## begin Given information

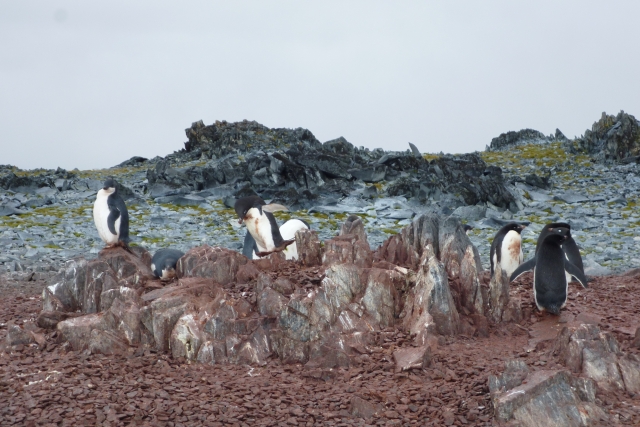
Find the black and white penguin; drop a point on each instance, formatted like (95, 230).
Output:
(264, 231)
(110, 216)
(550, 266)
(506, 248)
(569, 246)
(163, 263)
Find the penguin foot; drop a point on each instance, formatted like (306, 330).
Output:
(280, 248)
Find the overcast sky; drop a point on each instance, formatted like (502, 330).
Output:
(88, 84)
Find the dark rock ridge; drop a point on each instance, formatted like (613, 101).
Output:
(612, 138)
(527, 136)
(292, 167)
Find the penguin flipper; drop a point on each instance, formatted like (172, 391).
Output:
(522, 268)
(249, 246)
(114, 214)
(575, 272)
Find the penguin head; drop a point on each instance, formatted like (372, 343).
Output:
(248, 207)
(109, 185)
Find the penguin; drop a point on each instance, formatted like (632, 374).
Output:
(262, 225)
(569, 246)
(287, 231)
(110, 216)
(163, 263)
(550, 265)
(506, 248)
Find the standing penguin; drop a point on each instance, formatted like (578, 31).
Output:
(506, 248)
(263, 228)
(163, 263)
(569, 246)
(110, 216)
(550, 265)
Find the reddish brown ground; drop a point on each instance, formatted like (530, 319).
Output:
(55, 387)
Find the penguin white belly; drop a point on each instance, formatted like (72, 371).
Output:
(511, 252)
(101, 217)
(288, 231)
(260, 228)
(567, 275)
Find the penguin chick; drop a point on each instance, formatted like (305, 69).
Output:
(569, 246)
(110, 216)
(163, 263)
(550, 266)
(506, 248)
(261, 223)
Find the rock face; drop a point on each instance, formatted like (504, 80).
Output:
(595, 354)
(511, 138)
(292, 167)
(201, 318)
(544, 398)
(612, 138)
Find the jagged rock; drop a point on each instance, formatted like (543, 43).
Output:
(129, 269)
(354, 225)
(431, 300)
(381, 299)
(511, 138)
(347, 249)
(587, 350)
(514, 374)
(219, 264)
(549, 398)
(498, 295)
(412, 358)
(17, 335)
(77, 331)
(106, 342)
(50, 319)
(186, 337)
(365, 409)
(612, 138)
(308, 247)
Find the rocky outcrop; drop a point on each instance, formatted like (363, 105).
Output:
(291, 166)
(587, 350)
(612, 138)
(544, 398)
(201, 316)
(511, 138)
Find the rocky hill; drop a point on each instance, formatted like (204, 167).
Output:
(387, 318)
(183, 199)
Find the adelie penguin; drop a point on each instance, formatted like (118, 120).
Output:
(110, 216)
(264, 236)
(506, 248)
(569, 246)
(163, 263)
(550, 266)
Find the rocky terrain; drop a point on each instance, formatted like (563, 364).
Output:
(391, 371)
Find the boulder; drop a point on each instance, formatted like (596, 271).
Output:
(549, 398)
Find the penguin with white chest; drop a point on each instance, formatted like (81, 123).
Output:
(163, 263)
(569, 246)
(550, 268)
(506, 248)
(110, 216)
(264, 236)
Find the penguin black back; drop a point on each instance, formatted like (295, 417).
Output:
(118, 209)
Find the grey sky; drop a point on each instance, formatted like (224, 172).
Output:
(88, 84)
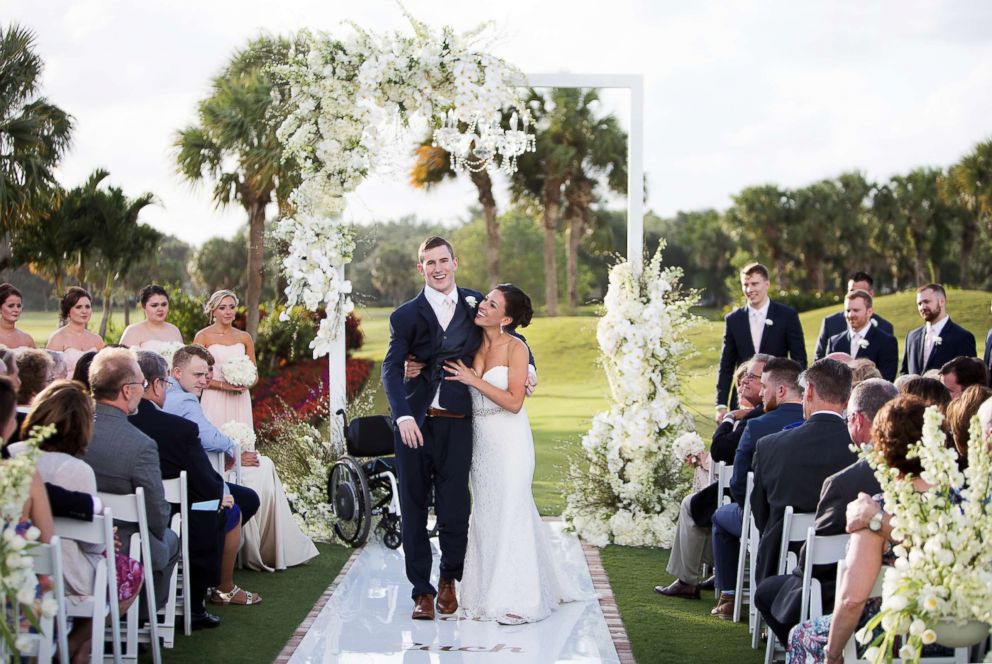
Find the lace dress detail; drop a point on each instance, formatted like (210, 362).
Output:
(510, 574)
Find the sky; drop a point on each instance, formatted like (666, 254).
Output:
(736, 94)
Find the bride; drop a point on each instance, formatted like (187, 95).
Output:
(509, 574)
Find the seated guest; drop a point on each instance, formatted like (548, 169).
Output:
(898, 424)
(70, 410)
(790, 467)
(862, 340)
(961, 373)
(691, 548)
(212, 535)
(123, 458)
(939, 339)
(959, 414)
(59, 368)
(782, 399)
(931, 390)
(779, 598)
(837, 323)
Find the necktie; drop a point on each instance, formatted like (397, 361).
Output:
(447, 313)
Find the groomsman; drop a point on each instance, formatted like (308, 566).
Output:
(760, 326)
(939, 339)
(836, 323)
(862, 339)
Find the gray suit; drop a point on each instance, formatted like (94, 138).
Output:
(123, 458)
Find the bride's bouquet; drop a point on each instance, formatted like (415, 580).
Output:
(240, 372)
(943, 567)
(240, 433)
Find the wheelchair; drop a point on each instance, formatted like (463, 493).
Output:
(359, 490)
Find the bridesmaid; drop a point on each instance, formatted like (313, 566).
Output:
(10, 312)
(223, 402)
(153, 333)
(73, 339)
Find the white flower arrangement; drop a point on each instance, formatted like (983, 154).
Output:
(351, 103)
(240, 371)
(17, 579)
(169, 350)
(240, 433)
(943, 567)
(629, 483)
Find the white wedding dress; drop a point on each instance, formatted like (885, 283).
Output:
(510, 574)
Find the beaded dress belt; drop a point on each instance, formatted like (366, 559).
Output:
(438, 412)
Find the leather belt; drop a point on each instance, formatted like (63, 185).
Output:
(438, 412)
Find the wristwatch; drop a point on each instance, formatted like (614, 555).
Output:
(875, 525)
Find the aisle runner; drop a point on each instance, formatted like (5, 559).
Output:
(367, 619)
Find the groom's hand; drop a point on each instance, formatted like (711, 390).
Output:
(410, 433)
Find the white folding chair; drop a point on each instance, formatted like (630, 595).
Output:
(46, 559)
(131, 509)
(723, 474)
(820, 550)
(794, 529)
(742, 557)
(103, 602)
(960, 656)
(175, 494)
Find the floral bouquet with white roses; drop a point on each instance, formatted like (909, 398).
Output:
(943, 567)
(240, 371)
(240, 433)
(18, 582)
(628, 485)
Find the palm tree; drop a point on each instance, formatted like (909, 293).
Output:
(235, 146)
(34, 134)
(432, 166)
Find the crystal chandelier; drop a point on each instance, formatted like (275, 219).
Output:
(484, 145)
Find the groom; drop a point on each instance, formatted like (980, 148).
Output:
(433, 429)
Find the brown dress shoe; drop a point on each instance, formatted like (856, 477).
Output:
(423, 607)
(447, 603)
(724, 608)
(678, 589)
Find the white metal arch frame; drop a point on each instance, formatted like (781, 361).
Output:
(635, 193)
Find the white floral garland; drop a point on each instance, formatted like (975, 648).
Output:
(348, 101)
(628, 488)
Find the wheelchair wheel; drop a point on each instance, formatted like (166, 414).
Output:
(351, 501)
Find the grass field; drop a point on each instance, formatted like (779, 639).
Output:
(572, 389)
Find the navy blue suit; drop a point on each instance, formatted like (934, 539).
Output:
(835, 324)
(882, 349)
(955, 341)
(443, 463)
(783, 338)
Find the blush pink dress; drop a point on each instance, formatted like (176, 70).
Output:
(273, 540)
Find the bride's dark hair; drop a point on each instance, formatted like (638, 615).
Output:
(518, 306)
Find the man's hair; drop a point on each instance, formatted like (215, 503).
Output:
(783, 371)
(936, 288)
(110, 369)
(33, 366)
(868, 396)
(433, 242)
(153, 365)
(858, 293)
(754, 268)
(967, 370)
(65, 404)
(832, 380)
(862, 276)
(182, 357)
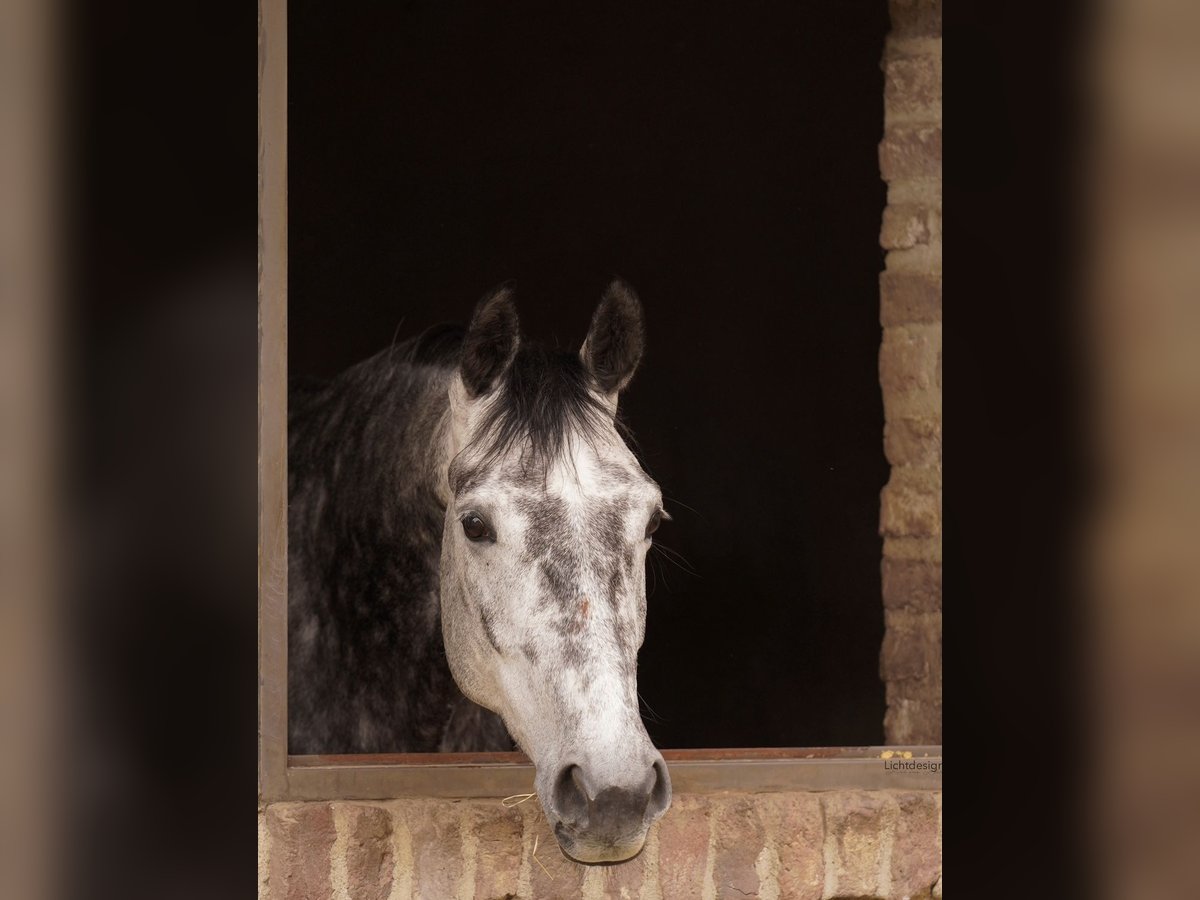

## end Given information

Stated problem:
Rewrite all of the data above, changing every "drop a point" to "place a marker" and keeping everything else the same. Leave out the pictures.

Exercise answer:
Find the black and white penguin; place a marker on each instance, formatted like (95, 230).
Output:
(264, 231)
(110, 216)
(550, 266)
(506, 248)
(569, 246)
(163, 263)
Find the penguin foot; place a marker on each instance, formatted like (306, 330).
Output:
(280, 248)
Find the overcast sky; place a marker on each instance, formatted like (502, 330).
Output:
(88, 84)
Find the dark rock ridge; place a marker on each instance, formatted like (613, 101).
Output:
(612, 138)
(527, 136)
(292, 167)
Find the penguin flipper; place a marker on each instance, formatted like (172, 391).
Output:
(522, 268)
(249, 246)
(114, 214)
(575, 272)
Find the penguin head; place a marker on each instance, formatted like (372, 343).
Output:
(248, 207)
(109, 185)
Find the penguin; place a marker on each instance, formatted like (632, 374).
Output:
(262, 225)
(569, 246)
(287, 231)
(110, 216)
(163, 263)
(550, 265)
(506, 248)
Find the standing penguin; place a marker on each instance, formatted like (578, 31).
Output:
(506, 248)
(263, 228)
(163, 263)
(569, 246)
(110, 216)
(550, 265)
Find the reddish brown ground; place a marker on each instance, formatted like (530, 319).
Output:
(55, 387)
Find the penguin white belly; place a marker on each instance, formatted like (72, 371).
Output:
(511, 252)
(101, 217)
(288, 231)
(260, 228)
(567, 275)
Find the penguin chick; place a marker on each instance, formatted like (305, 69).
Output:
(569, 246)
(110, 216)
(163, 263)
(550, 266)
(506, 248)
(261, 223)
Find the rock face; place a marker on each instance, formatted like (504, 80).
Output:
(595, 354)
(511, 138)
(292, 167)
(201, 318)
(544, 398)
(612, 138)
Find the jagged rock; place a marker on each instance, formatted like (543, 43).
Output:
(129, 269)
(354, 225)
(431, 300)
(381, 299)
(511, 138)
(347, 249)
(587, 350)
(514, 374)
(219, 264)
(549, 398)
(498, 295)
(412, 358)
(17, 335)
(77, 331)
(106, 342)
(50, 319)
(186, 337)
(365, 409)
(612, 138)
(308, 247)
Find the rocky outcrop; place a marker on each instance, formatted like (363, 105).
Output:
(291, 166)
(587, 350)
(612, 138)
(544, 398)
(201, 316)
(511, 138)
Find the rocky hill; place a marker on each instance, formatted like (204, 167).
Output:
(387, 318)
(183, 199)
Find the adelie penguin; place a marker on each instance, formatted like (118, 120).
Output:
(110, 216)
(264, 236)
(506, 248)
(569, 246)
(163, 263)
(550, 266)
Find the rocky terrain; place a marker on each instance, formatted like (563, 364).
Output:
(391, 371)
Find the boulder; place a marker on each instance, formatted like (596, 271).
Output:
(549, 398)
Find the penguin with white chest; place a marker on each instance, formatted like (81, 123).
Output:
(163, 263)
(569, 246)
(550, 268)
(506, 248)
(110, 216)
(264, 236)
Find the penguin black back; place a marker on each instance, formatted like (295, 417).
Output:
(118, 209)
Find the grey sky; place a marker on each instance, formatted like (224, 172).
Output:
(88, 84)
Find the lace dress detail; place a marker on each instance, formatted like (210, 362).
Output:
(510, 574)
Find the sky; place a marker on each instance, formatted like (666, 254).
Output:
(736, 94)
Find the bride; place a marker on each instance, formatted like (187, 95).
Output:
(509, 574)
Find the seated guest; place a marker on each instance, formatted like (548, 169).
Output:
(898, 424)
(70, 410)
(790, 467)
(862, 340)
(961, 373)
(691, 548)
(212, 535)
(123, 458)
(939, 339)
(959, 414)
(59, 368)
(782, 399)
(931, 390)
(779, 598)
(837, 323)
Find the necktie; place a marker on each instance, formatted like (397, 361).
Output:
(447, 313)
Find the groomsman; place a marker on each instance, formatted like (308, 566).
Output:
(760, 326)
(939, 339)
(836, 323)
(862, 339)
Find the gray suit; place a marker on each instance, formatted like (94, 138).
Output:
(123, 458)
Find the bride's bouquet; place a marker on each instance, formatted like (415, 580).
Output:
(240, 372)
(943, 567)
(240, 433)
Find the wheelchair; place a marker on each instance, formatted like (463, 493).
Output:
(359, 490)
Find the bridesmaid; place a marker on each instance, formatted like (313, 566).
Output:
(10, 312)
(223, 402)
(153, 333)
(73, 339)
Find the white flower arrangement; place a marker on each instance, formatted like (983, 154).
Output:
(351, 103)
(240, 371)
(17, 579)
(169, 350)
(240, 433)
(943, 567)
(629, 483)
Find the white wedding dress; place a marker on each instance, formatted like (885, 283).
Output:
(510, 574)
Find the beaded dress belt; place a marker on each instance, formatted like (366, 559).
Output:
(438, 412)
Find the leather belt; place a marker on each instance, formatted like (63, 185).
Output:
(438, 412)
Find the wristwatch; place a marker on each instance, formatted like (614, 555).
Output:
(875, 525)
Find the aisle runner; place a marker on each instance, formatted like (5, 559).
Output:
(367, 619)
Find the groom's hand; place a marker on each instance, formatted like (711, 390).
Output:
(410, 433)
Find the white folding chair; place a marker on each instance, formatted like (630, 595).
Output:
(46, 559)
(131, 509)
(723, 474)
(820, 550)
(794, 529)
(742, 557)
(103, 602)
(960, 656)
(175, 494)
Find the floral bouquet with white roses; place a marker on each instance, formatted like (909, 398).
Output:
(943, 567)
(240, 371)
(240, 433)
(18, 582)
(628, 485)
Find the palm tree; place a marker on each instance, formatted like (909, 293).
Output:
(235, 146)
(34, 134)
(432, 166)
Find the crystal chandelier; place a marker on each instance, formatted like (275, 219).
Output:
(484, 145)
Find the groom; place a marker on each instance, formatted like (980, 148).
Output:
(433, 429)
Find the brown dress shoe; place a marker on each instance, formatted like (856, 477).
Output:
(423, 607)
(447, 603)
(724, 608)
(678, 589)
Find the white metal arch frame; place a marker on each instance, formatted like (781, 361).
Output:
(635, 193)
Find the white floral garland; place a marker on each instance, formatted like (975, 648).
Output:
(348, 101)
(628, 488)
Find the wheelchair wheel; place a marker on each instance, formatted like (166, 414).
Output:
(351, 501)
Find the grass field; place a marker on each instance, formatted like (779, 639).
Output:
(572, 389)
Find the navy blue suit; place a marker on each instance, formatted like (934, 539).
Output:
(835, 324)
(882, 349)
(955, 341)
(443, 463)
(783, 338)
Find the blush pink dress; place a marker on each instance, formatted like (176, 70).
Output:
(273, 540)
Find the bride's dark hair; place a marker on each instance, formatted like (638, 615).
Output:
(518, 306)
Find the man's hair; place a marker on each instance, formatted like (215, 503).
Output:
(783, 371)
(936, 288)
(110, 369)
(33, 366)
(868, 396)
(433, 242)
(153, 365)
(858, 293)
(754, 268)
(967, 370)
(65, 404)
(832, 380)
(862, 276)
(182, 357)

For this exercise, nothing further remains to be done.